> [Records supplied]:
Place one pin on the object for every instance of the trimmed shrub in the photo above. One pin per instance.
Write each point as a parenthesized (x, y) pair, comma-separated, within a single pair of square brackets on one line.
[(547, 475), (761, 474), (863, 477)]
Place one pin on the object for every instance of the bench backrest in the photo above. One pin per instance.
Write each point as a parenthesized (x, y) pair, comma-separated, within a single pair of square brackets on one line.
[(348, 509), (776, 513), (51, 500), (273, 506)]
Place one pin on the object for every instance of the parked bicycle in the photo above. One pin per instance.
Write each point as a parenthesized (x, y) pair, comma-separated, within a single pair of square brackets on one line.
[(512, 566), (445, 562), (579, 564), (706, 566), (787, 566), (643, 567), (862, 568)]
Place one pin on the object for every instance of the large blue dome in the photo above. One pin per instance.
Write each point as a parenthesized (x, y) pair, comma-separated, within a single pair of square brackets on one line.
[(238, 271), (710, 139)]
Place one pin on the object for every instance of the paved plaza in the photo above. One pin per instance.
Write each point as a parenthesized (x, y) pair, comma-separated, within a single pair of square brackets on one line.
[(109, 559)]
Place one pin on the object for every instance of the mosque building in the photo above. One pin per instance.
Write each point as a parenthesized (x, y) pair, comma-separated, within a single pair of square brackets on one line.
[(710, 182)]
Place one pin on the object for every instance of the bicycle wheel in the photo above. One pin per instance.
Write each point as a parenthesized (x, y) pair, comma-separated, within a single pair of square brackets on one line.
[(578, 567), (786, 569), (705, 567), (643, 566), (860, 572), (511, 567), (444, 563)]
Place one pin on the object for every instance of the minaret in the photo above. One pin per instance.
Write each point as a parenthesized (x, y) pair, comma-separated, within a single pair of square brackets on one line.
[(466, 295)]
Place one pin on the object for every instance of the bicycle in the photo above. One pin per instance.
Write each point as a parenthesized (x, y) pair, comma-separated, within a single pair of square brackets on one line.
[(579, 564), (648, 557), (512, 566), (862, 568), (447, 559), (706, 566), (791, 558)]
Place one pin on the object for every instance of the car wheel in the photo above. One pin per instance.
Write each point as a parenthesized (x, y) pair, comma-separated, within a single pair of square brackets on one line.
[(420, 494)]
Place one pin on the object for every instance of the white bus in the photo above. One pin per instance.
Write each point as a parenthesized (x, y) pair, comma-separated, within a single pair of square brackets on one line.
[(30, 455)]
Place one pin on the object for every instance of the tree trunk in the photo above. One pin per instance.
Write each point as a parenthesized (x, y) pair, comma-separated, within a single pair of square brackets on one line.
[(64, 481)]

> [Prompt]: Where a line of the records includes "wheel", copy it.

> [Answer below]:
Place one pin on the object for every instance of the bicycle wheel in the photo above. One pin per instance.
Place one pin on the object for every instance of the car wheel in the photo above. One pin per instance.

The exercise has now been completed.